Rebecca Onion: It seems like today’s anti-vaxxers have adopted a lot of the argumentation and rhetoric of past medical freedom movements and are now applying it to the question of vaccines. Is that fair to say—that this is the adoption of rhetoric around therapeutics for a new purpose?
Lewis Grossman: For a lot of people thinking about this today, the idea of medical freedom started with anti-vaccinationism: the demand for medical freedom as a resistance to [government] compulsion. One thing I think my book contributes is a longer historical context, showing how movements by people demanding access to drugs and doctors they wanted have a much longer history than resistance to compulsion does. The first mandatory vaccination was in the mid-19th century, and organized anti-vaccinationism didn’t arise in the United States until the 1880s and 1890s. There’s a centurylong tradition of medical freedom activism before that.
What’s interesting is that many of the same arguments that were invented in the context of demanding access to wanted treatments have been applied to compulsion. These include bodily autonomy and the extraordinary overlap in American thought between medical freedom and religious freedom. And they also include this longtime suspicion that medicine is either being denied to people or forced upon people by corrupt, greedy forces that are basically trying to monopolize the medical market and profit off the bodies of Americans. And you can see all of those strains of argument today in the middle of our pandemic, but you can also see them in 1820 with the Thomsonians.
◇ ◇ ◇
- **What to do**
Transcribe everything in the interview above, from "Rebecca Onion: It" down to "a new purpose?", without any change.

- **Listed records**
◇ ◇ ◇
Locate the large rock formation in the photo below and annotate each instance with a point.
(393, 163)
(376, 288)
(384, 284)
◇ ◇ ◇
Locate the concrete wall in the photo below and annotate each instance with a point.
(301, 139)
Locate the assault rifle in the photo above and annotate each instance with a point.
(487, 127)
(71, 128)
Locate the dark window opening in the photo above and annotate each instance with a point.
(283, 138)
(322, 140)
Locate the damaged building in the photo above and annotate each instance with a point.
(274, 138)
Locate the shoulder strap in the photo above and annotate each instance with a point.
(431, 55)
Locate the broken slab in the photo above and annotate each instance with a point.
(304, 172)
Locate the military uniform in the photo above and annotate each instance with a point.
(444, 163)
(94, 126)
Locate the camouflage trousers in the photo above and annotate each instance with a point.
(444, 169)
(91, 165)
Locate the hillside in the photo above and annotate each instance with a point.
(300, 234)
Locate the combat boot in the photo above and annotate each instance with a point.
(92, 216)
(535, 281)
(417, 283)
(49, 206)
◇ ◇ ◇
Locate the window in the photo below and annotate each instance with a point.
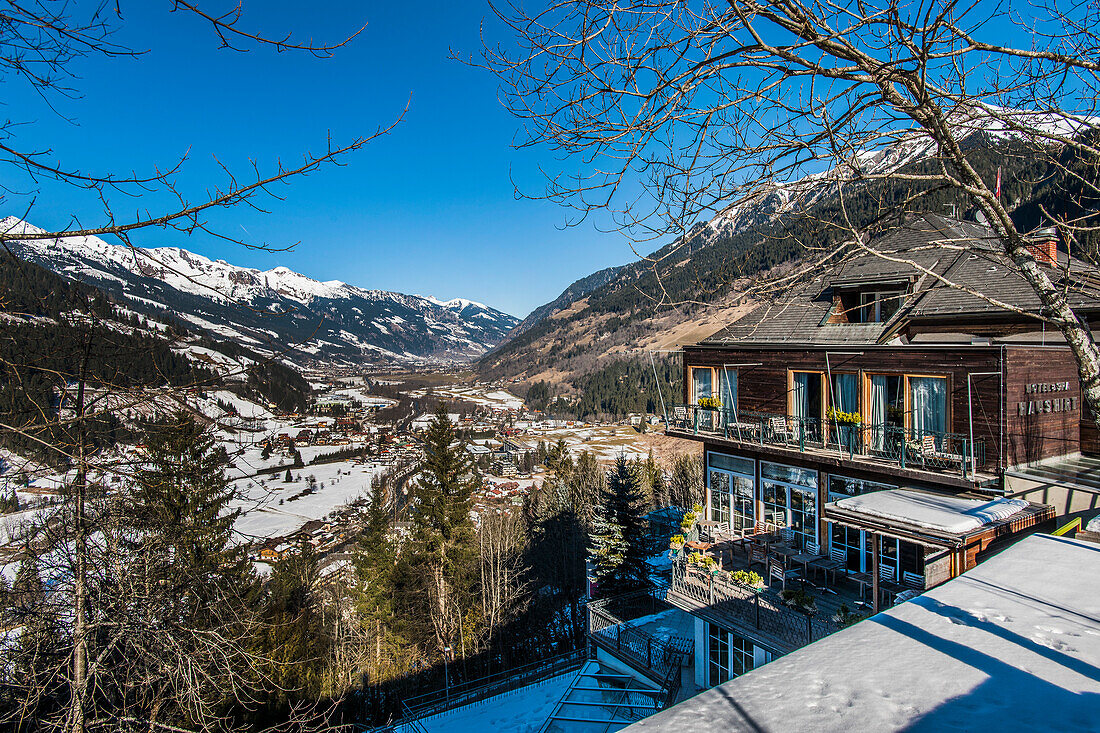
◇ ◇ ◇
- **Response below**
Rebecca Onion: It seems like today’s anti-vaxxers have adopted a lot of the argumentation and rhetoric of past medical freedom movements and are now applying it to the question of vaccines. Is that fair to say—that this is the adoption of rhetoric around therapeutics for a new purpose?